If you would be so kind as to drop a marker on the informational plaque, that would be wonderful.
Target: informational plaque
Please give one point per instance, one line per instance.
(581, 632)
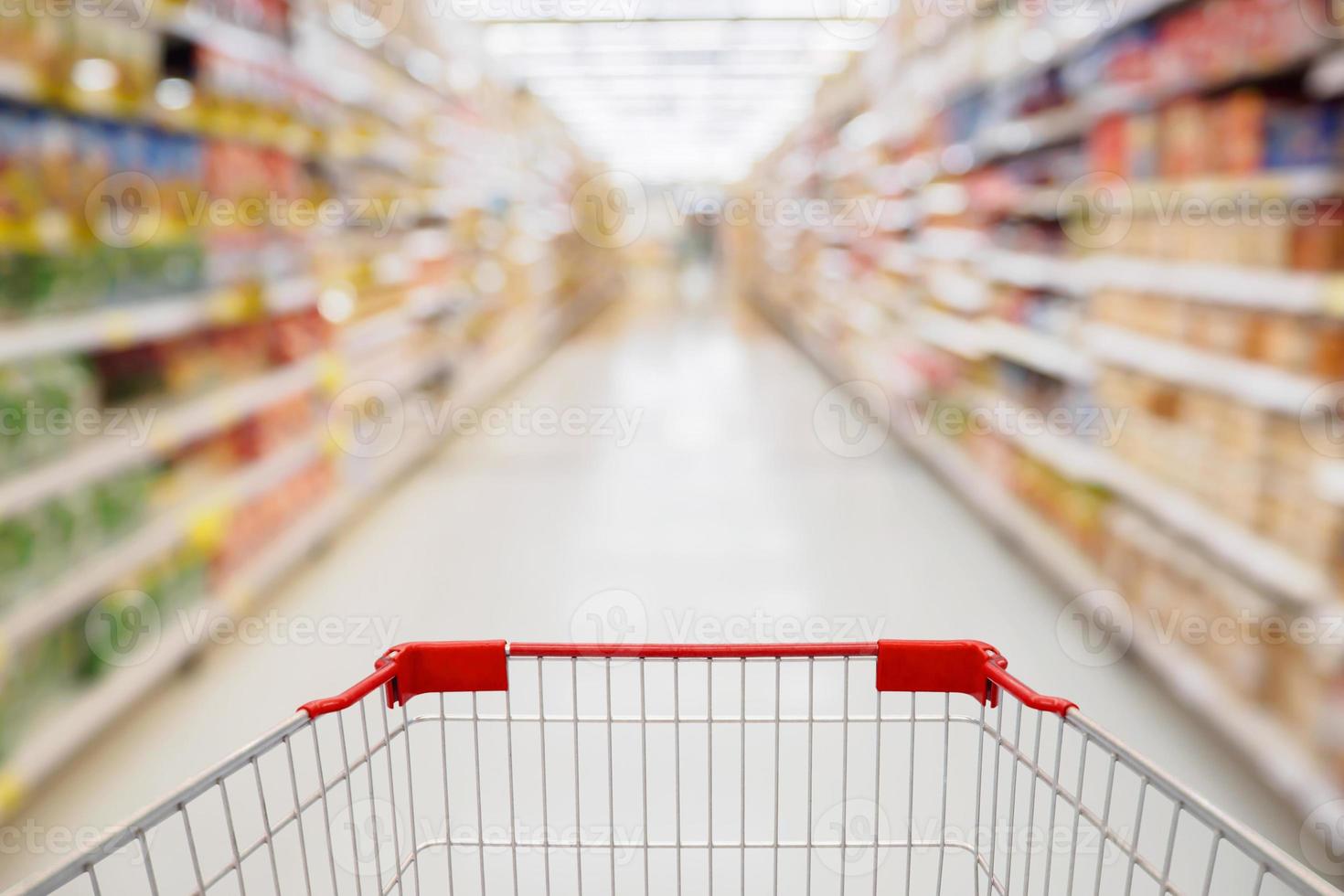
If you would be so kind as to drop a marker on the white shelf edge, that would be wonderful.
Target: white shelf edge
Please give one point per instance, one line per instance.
(74, 592)
(1286, 767)
(1284, 291)
(151, 318)
(1258, 384)
(68, 731)
(177, 426)
(1040, 352)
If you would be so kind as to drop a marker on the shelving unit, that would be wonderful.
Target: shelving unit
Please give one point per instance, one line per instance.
(1046, 269)
(305, 314)
(70, 727)
(1275, 755)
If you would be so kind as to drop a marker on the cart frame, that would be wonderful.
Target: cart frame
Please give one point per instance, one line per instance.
(963, 669)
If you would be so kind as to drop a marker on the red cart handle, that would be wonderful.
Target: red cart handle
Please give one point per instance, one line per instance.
(974, 667)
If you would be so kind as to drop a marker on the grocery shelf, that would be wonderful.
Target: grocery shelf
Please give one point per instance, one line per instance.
(951, 243)
(1272, 567)
(1072, 457)
(74, 724)
(1041, 352)
(382, 329)
(1275, 569)
(188, 421)
(149, 320)
(1266, 746)
(1155, 195)
(1258, 384)
(1032, 271)
(1072, 121)
(78, 589)
(952, 334)
(1264, 288)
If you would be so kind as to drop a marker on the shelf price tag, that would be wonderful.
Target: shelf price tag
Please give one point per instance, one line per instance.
(1332, 295)
(119, 329)
(208, 527)
(240, 601)
(331, 372)
(237, 305)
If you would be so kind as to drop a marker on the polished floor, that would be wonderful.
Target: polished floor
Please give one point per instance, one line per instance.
(714, 515)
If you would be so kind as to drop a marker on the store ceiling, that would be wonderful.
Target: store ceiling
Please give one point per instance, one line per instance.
(677, 91)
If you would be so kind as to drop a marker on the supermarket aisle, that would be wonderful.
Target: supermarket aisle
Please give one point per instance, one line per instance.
(718, 511)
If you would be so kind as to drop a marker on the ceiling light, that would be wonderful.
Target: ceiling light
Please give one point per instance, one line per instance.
(94, 76)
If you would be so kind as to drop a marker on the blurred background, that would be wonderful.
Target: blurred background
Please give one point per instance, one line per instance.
(325, 326)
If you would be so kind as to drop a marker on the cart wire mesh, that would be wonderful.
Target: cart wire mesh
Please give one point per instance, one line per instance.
(666, 773)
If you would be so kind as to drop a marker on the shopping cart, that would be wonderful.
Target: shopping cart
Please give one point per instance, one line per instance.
(538, 769)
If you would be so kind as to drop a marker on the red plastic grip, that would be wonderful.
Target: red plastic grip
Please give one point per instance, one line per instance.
(955, 667)
(445, 667)
(910, 667)
(409, 669)
(692, 650)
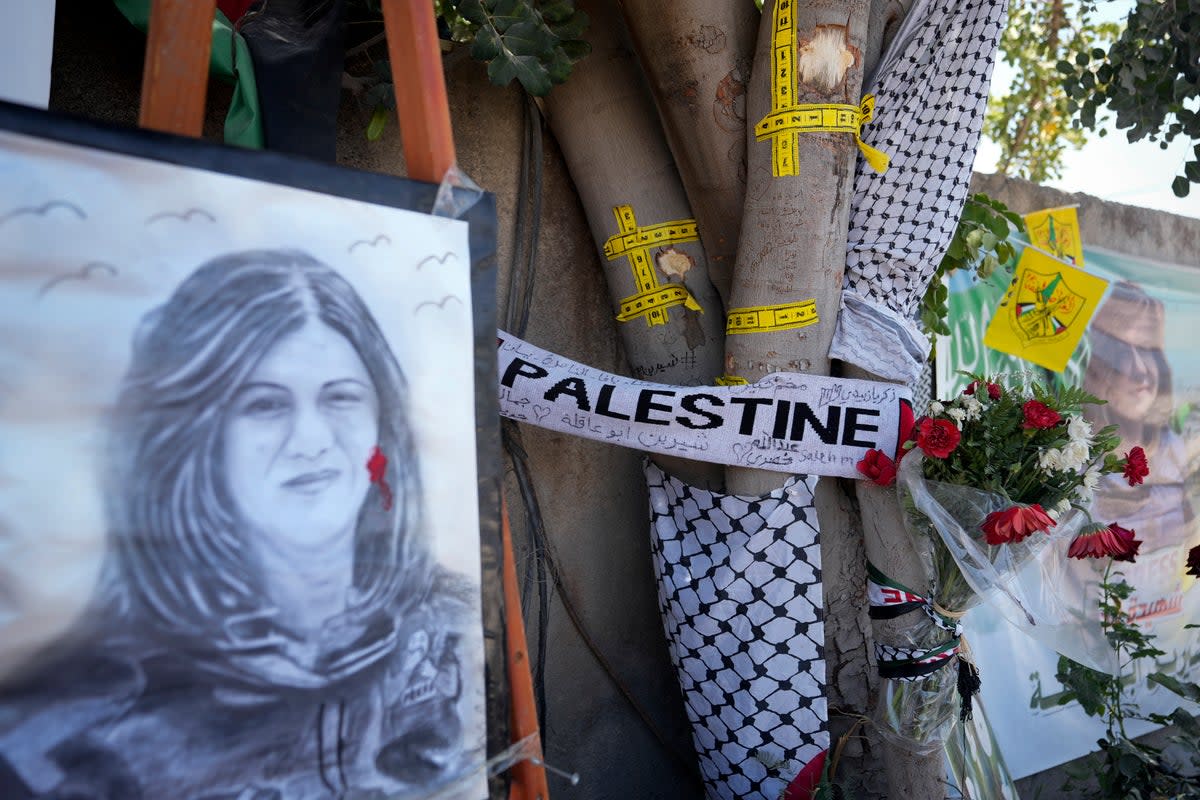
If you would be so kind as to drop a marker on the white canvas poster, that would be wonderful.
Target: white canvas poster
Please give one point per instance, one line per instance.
(239, 531)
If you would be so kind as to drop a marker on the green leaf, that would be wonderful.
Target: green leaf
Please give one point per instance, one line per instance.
(487, 44)
(378, 122)
(526, 68)
(528, 38)
(473, 12)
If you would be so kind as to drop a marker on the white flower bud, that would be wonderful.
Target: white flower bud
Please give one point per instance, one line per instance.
(1050, 459)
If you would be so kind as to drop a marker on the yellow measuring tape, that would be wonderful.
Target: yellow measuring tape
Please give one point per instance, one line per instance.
(789, 119)
(633, 242)
(762, 319)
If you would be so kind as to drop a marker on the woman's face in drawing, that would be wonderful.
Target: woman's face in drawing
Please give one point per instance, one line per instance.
(1135, 383)
(298, 437)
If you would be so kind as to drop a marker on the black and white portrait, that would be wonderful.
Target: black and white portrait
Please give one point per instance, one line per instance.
(239, 531)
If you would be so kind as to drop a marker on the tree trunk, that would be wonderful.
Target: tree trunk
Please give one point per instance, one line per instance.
(615, 149)
(793, 248)
(696, 55)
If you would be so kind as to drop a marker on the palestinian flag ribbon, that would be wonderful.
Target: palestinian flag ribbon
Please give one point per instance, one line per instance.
(910, 663)
(889, 599)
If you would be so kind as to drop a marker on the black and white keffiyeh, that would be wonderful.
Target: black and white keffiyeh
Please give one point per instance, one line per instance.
(930, 95)
(739, 587)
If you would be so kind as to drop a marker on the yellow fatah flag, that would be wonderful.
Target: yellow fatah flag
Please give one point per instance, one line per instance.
(1044, 311)
(1056, 232)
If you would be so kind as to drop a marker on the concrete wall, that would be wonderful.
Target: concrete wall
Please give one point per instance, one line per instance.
(1153, 235)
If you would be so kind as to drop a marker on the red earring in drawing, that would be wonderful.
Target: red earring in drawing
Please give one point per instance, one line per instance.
(377, 467)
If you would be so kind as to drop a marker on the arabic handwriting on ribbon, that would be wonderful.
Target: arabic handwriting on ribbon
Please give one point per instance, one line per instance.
(576, 420)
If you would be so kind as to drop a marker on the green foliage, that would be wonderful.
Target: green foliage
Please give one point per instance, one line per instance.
(1149, 78)
(1125, 769)
(997, 452)
(1030, 122)
(532, 41)
(981, 242)
(535, 42)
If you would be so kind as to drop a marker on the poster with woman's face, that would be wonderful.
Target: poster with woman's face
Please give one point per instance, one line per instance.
(239, 530)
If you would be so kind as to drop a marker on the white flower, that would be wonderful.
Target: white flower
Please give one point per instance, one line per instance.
(1091, 480)
(1075, 455)
(1079, 429)
(1050, 459)
(973, 407)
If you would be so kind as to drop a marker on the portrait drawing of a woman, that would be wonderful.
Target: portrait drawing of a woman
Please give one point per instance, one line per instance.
(270, 624)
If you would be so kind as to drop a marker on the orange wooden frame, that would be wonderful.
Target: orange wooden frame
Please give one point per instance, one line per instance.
(174, 85)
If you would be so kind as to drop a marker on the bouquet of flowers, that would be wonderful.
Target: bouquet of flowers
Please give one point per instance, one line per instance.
(987, 481)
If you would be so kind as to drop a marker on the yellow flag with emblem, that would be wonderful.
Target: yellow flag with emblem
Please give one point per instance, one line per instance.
(1044, 311)
(1056, 232)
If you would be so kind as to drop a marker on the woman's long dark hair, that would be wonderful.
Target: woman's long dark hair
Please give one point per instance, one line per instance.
(183, 565)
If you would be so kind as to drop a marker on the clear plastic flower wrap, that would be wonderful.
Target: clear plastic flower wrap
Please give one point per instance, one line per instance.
(1030, 582)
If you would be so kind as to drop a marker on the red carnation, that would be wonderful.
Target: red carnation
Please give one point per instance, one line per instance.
(1039, 415)
(1137, 467)
(1101, 541)
(877, 467)
(1194, 561)
(805, 785)
(937, 438)
(1015, 523)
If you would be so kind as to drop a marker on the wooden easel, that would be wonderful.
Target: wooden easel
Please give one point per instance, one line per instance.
(174, 84)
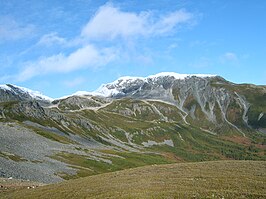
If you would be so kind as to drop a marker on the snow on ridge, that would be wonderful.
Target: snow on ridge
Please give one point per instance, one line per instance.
(179, 76)
(5, 87)
(113, 88)
(128, 79)
(33, 94)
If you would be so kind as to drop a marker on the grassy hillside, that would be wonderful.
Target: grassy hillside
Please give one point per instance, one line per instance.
(217, 179)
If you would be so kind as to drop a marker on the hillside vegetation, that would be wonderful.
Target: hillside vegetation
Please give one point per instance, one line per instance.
(214, 179)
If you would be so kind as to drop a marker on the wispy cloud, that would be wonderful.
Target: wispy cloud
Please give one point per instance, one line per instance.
(110, 22)
(11, 30)
(87, 56)
(51, 39)
(74, 82)
(229, 57)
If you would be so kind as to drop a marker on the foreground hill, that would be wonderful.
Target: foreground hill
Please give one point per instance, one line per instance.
(217, 179)
(131, 122)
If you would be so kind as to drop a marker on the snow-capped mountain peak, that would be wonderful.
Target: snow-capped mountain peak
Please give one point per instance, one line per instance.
(132, 83)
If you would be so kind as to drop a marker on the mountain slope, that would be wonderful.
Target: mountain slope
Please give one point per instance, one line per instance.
(221, 179)
(133, 122)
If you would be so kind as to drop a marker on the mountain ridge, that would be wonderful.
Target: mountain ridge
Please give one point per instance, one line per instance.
(156, 120)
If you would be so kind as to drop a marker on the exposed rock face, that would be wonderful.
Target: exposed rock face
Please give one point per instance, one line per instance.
(185, 114)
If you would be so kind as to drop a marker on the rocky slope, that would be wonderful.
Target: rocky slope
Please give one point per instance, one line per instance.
(131, 122)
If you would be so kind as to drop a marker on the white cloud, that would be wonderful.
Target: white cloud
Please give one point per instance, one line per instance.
(110, 22)
(87, 56)
(229, 57)
(74, 82)
(11, 30)
(51, 39)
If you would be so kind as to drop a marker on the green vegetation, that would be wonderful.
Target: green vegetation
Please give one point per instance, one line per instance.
(10, 156)
(218, 179)
(121, 160)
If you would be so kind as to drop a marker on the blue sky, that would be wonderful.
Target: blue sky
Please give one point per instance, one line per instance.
(59, 47)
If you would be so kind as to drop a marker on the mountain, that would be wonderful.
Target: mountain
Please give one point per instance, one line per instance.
(133, 121)
(11, 92)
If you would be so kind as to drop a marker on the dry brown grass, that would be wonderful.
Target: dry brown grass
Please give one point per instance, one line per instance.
(217, 179)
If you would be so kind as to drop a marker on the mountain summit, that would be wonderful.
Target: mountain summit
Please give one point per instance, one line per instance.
(133, 121)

────────────────────

WHAT TO PRODUCE ::
Output, unchanged, the lines from the line with "green vegetation, that would be wonderful." through the final line of the material.

THE RESULT ::
If you would be so kind as to drop a marker on the green vegetation, that would be wonderful.
Target: green vegetation
Please give one point per instance, one line per instance.
(10, 156)
(218, 179)
(121, 160)
If you would be so kind as to drop a marker on the blue sky, that would be wonderful.
Target: blue sky
Please give one point per instance, one line per instance.
(59, 47)
If you would be so kind as to drop a marker on the mountain, that would be wonderful.
Target: mountain
Please give one point per instance, one line per instance.
(133, 121)
(11, 92)
If you would be so kind as to drop a marker on the dry brown grass, that would be wonderful.
Target: dry brown grass
Please give one point per instance, one line per instance.
(217, 179)
If you would be so kind as to drop a marker on the mountain summit, that would be wonderful.
Target: mountain summit
Please give one point per instance, one line per instance.
(133, 121)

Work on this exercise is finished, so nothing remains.